Records provided

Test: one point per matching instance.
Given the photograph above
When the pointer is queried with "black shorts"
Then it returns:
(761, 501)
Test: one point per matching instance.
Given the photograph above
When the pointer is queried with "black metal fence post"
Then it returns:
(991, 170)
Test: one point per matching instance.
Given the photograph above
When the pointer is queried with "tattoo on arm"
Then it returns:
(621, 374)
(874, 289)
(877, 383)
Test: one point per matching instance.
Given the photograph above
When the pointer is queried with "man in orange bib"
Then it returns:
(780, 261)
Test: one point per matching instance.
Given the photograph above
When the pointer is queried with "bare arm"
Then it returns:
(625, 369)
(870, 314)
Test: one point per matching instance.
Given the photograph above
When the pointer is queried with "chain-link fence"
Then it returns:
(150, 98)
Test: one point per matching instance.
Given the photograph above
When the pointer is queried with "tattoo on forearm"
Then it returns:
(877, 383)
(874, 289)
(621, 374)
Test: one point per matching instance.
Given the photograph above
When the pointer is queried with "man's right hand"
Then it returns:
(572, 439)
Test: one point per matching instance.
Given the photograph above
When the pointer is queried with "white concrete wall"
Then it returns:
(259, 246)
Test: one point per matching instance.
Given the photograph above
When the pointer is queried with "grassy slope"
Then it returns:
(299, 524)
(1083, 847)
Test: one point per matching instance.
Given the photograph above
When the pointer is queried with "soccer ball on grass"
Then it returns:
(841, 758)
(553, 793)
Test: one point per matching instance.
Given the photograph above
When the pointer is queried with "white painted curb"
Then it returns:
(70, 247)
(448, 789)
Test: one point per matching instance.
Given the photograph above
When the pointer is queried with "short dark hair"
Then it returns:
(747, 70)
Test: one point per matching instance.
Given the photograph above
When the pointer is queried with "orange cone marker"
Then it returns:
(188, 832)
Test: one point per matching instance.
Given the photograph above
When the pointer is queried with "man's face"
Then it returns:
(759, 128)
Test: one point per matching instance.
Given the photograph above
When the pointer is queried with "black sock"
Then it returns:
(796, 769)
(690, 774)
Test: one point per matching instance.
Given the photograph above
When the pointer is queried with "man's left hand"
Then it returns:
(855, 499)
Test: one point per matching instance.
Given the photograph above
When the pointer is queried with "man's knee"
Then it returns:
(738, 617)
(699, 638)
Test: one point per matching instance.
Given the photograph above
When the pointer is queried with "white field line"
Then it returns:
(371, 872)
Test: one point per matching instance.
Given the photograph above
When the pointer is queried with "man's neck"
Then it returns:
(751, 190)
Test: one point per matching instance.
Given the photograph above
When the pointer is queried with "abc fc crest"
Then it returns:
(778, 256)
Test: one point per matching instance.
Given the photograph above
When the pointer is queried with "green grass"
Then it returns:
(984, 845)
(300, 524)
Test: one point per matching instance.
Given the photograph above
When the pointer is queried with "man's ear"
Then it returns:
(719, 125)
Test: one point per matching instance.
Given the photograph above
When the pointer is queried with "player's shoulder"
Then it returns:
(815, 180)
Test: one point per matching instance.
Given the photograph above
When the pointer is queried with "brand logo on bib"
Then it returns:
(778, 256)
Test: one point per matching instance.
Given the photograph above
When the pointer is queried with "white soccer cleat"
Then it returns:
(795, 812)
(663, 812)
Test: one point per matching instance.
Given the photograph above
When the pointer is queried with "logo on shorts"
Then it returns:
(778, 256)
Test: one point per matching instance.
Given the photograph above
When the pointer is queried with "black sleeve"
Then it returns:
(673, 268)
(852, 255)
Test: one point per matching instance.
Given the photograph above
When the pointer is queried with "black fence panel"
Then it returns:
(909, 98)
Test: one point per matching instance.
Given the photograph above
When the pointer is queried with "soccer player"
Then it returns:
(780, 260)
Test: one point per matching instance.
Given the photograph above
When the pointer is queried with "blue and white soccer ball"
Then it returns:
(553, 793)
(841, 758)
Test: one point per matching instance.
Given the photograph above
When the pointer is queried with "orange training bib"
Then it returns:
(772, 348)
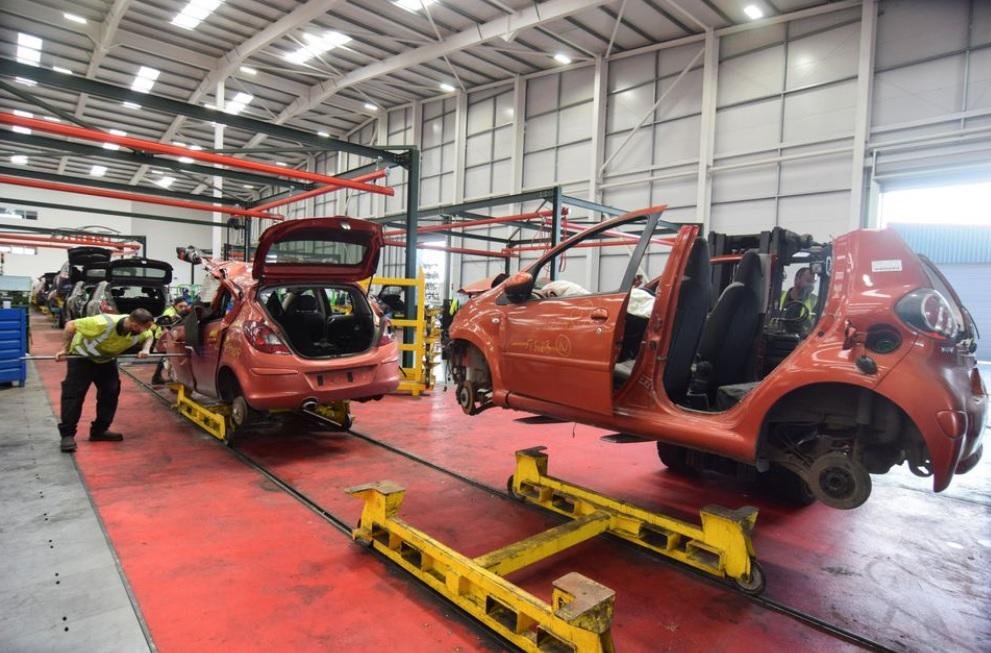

Objective
Report every line of the items above that contains the word "logo". Case counts.

The result
When the pointer is queried with "brand logo on bib"
When the pointer is queried with "logo on shorts"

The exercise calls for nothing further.